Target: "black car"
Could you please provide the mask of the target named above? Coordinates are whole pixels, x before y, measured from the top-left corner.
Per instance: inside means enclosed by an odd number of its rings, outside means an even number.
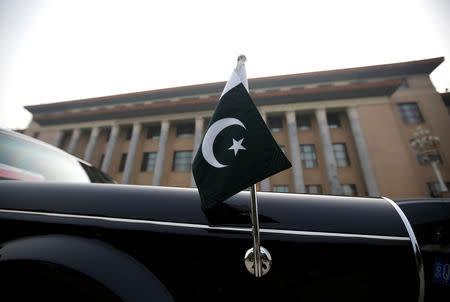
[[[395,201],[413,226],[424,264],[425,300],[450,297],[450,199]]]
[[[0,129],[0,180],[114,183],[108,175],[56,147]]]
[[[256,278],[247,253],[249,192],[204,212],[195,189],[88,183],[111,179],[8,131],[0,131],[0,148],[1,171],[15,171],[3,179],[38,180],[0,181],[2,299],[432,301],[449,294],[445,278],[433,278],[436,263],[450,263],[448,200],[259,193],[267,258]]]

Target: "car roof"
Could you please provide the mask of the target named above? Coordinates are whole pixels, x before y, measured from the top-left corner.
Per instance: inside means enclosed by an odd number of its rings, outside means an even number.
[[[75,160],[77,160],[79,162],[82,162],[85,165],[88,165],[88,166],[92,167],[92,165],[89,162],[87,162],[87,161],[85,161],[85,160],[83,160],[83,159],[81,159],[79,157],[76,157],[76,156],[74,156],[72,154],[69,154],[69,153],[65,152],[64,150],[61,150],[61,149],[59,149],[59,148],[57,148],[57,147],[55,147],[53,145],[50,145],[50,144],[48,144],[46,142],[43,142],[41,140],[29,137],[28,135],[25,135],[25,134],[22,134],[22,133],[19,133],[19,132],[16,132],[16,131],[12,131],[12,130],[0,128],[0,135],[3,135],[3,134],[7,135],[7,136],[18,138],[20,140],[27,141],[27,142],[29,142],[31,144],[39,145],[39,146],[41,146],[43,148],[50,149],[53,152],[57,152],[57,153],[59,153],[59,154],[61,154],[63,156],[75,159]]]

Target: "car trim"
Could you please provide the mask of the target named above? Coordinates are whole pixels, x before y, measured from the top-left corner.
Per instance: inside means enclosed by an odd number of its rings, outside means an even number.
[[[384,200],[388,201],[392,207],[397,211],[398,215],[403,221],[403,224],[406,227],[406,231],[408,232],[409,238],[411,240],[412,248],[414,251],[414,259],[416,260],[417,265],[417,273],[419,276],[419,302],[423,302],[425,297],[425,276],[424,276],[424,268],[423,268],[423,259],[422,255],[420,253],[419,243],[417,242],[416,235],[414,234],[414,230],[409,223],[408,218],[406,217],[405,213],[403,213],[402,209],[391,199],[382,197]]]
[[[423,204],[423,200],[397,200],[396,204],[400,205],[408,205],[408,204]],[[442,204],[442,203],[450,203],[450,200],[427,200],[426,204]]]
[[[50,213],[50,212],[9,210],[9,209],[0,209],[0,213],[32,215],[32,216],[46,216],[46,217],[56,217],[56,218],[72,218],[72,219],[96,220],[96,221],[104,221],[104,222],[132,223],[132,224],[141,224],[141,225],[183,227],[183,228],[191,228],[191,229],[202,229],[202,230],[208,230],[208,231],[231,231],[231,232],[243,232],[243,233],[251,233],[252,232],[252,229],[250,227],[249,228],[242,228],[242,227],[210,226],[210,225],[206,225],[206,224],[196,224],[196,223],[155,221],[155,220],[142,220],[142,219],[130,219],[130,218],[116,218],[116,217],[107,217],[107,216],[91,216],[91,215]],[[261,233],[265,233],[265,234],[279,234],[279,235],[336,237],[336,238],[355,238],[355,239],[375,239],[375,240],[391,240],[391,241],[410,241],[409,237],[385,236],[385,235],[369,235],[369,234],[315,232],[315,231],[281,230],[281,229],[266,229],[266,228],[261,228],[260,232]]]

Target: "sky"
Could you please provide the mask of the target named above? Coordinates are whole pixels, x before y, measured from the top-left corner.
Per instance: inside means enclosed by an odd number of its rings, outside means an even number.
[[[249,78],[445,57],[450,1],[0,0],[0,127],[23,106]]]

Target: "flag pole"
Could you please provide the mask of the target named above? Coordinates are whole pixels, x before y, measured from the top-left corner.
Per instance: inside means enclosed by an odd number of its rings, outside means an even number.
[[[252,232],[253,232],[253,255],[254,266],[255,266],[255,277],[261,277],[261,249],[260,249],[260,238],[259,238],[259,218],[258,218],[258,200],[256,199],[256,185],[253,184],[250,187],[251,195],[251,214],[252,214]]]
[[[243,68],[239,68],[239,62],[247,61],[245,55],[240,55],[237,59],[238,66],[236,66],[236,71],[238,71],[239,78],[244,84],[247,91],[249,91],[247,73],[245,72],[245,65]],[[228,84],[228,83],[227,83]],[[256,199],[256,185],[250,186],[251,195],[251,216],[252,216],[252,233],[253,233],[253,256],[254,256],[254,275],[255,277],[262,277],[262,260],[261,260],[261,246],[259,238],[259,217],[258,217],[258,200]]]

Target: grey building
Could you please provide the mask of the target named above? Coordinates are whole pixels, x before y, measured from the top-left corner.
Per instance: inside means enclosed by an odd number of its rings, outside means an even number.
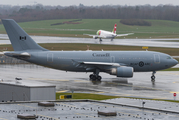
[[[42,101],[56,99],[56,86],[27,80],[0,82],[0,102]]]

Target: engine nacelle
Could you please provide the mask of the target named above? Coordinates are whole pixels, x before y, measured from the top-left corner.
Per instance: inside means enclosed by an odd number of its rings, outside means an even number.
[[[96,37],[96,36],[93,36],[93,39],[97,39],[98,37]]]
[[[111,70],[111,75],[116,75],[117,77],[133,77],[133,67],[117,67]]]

Assignment:
Although the records contain pictures, the copy should consist of their text alone, reproduced exactly.

Response area:
Target: "black car"
Could you please provide the mask of the target named above? Coordinates are whole pixels, x before y, measured from the top-left corner.
Per instance: inside means enclosed by an odd number of its rings, outside means an even number.
[[[395,201],[413,226],[424,264],[425,300],[450,297],[450,199]]]
[[[0,129],[0,180],[114,183],[108,175],[56,147]]]
[[[256,278],[247,253],[249,192],[204,212],[195,189],[88,183],[111,179],[8,131],[0,131],[0,148],[1,171],[15,171],[3,179],[38,180],[0,181],[2,299],[432,301],[449,294],[445,278],[433,278],[436,263],[450,263],[448,200],[259,193],[267,258]]]

Target: "car roof"
Could you please provide the mask of the target named above? Coordinates are whole pixels, x before y, measured from the top-left corner.
Per instance: inside means enclosed by an odd number of its rings, outside means an even number.
[[[75,160],[77,160],[79,162],[82,162],[85,165],[88,165],[88,166],[92,167],[92,165],[89,162],[87,162],[87,161],[85,161],[85,160],[83,160],[83,159],[81,159],[79,157],[76,157],[76,156],[74,156],[72,154],[69,154],[69,153],[65,152],[64,150],[61,150],[61,149],[59,149],[59,148],[57,148],[57,147],[55,147],[53,145],[50,145],[50,144],[48,144],[46,142],[43,142],[41,140],[29,137],[28,135],[25,135],[25,134],[22,134],[22,133],[19,133],[19,132],[16,132],[16,131],[12,131],[12,130],[0,128],[0,135],[3,135],[3,134],[7,135],[7,136],[18,138],[20,140],[27,141],[27,142],[29,142],[31,144],[39,145],[39,146],[41,146],[43,148],[50,149],[53,152],[57,152],[57,153],[59,153],[59,154],[61,154],[63,156],[75,159]]]

Target: "car trim"
Could you please provide the mask of the target named above? Coordinates are whole pixels, x before y, measured from the top-left corner.
Per instance: inside means enclosed by an odd number of its rings, outside means an even number.
[[[384,200],[388,201],[392,207],[397,211],[398,215],[403,221],[403,224],[406,227],[406,231],[408,232],[409,238],[411,240],[412,248],[414,251],[414,259],[416,260],[417,265],[417,273],[419,276],[419,302],[423,302],[425,297],[425,276],[424,276],[424,268],[423,268],[423,259],[422,255],[420,253],[419,243],[417,242],[416,235],[414,234],[414,230],[409,223],[408,218],[406,217],[405,213],[403,213],[402,209],[391,199],[382,197]]]
[[[423,204],[423,200],[397,200],[396,204],[400,205],[408,205],[408,204]],[[442,204],[442,203],[450,203],[450,200],[427,200],[426,204]]]
[[[50,213],[50,212],[9,210],[9,209],[0,209],[0,213],[32,215],[32,216],[46,216],[46,217],[56,217],[56,218],[72,218],[72,219],[96,220],[96,221],[104,221],[104,222],[132,223],[132,224],[141,224],[141,225],[183,227],[183,228],[191,228],[191,229],[202,229],[202,230],[208,230],[208,231],[231,231],[231,232],[243,232],[243,233],[251,233],[252,232],[252,229],[250,227],[249,228],[242,228],[242,227],[210,226],[210,225],[206,225],[206,224],[196,224],[196,223],[155,221],[155,220],[142,220],[142,219],[130,219],[130,218],[116,218],[116,217],[107,217],[107,216],[91,216],[91,215]],[[261,233],[265,233],[265,234],[279,234],[279,235],[336,237],[336,238],[355,238],[355,239],[375,239],[375,240],[391,240],[391,241],[410,241],[409,237],[385,236],[385,235],[369,235],[369,234],[315,232],[315,231],[281,230],[281,229],[266,229],[266,228],[261,228],[260,232]]]

Target: "sky"
Could you please provide the mask of the target named above? Coordinates are whole pixels, x before y, measured from the top-left corner.
Per instance: inside means enclosed by an odd number of its rings, outside means an even number.
[[[249,78],[445,57],[450,1],[0,0],[0,127],[23,106]]]

Target: "flag pole"
Could you please provide the mask of the target named above? Coordinates are whole pixels, x before y, measured from the top-left corner.
Per instance: inside means enclosed by an odd number of its rings, outside means an even number.
[[[252,232],[253,232],[253,255],[254,266],[255,266],[255,277],[261,277],[261,249],[260,249],[260,238],[259,238],[259,218],[258,218],[258,200],[256,199],[256,185],[253,184],[250,187],[251,195],[251,214],[252,214]]]
[[[243,68],[239,68],[239,62],[247,61],[245,55],[240,55],[237,59],[238,66],[236,66],[236,71],[238,71],[239,78],[244,84],[247,91],[249,91],[247,73],[245,72],[245,65]],[[228,84],[228,83],[227,83]],[[256,199],[256,185],[250,186],[251,195],[251,216],[252,216],[252,233],[253,233],[253,256],[254,256],[254,275],[255,277],[262,277],[262,260],[261,260],[261,246],[259,238],[259,217],[258,217],[258,200]]]

Target: grey building
Could you please provide the mask of the target named above? Coordinates are whole pixels, x before y, measured from the top-left corner.
Per instance: inside means enclosed by an odd number of its rings, outside means an even number.
[[[42,101],[56,99],[56,86],[27,80],[0,82],[0,102]]]

Target: engine nacelle
Could you please provide the mask of the target named above? Coordinates are whole pixels, x before y, measured from the top-left corner.
Per instance: inside means enclosed by an odd number of its rings, outside means an even number.
[[[96,37],[96,36],[93,36],[93,39],[97,39],[98,37]]]
[[[111,70],[111,75],[116,75],[117,77],[133,77],[133,67],[117,67]]]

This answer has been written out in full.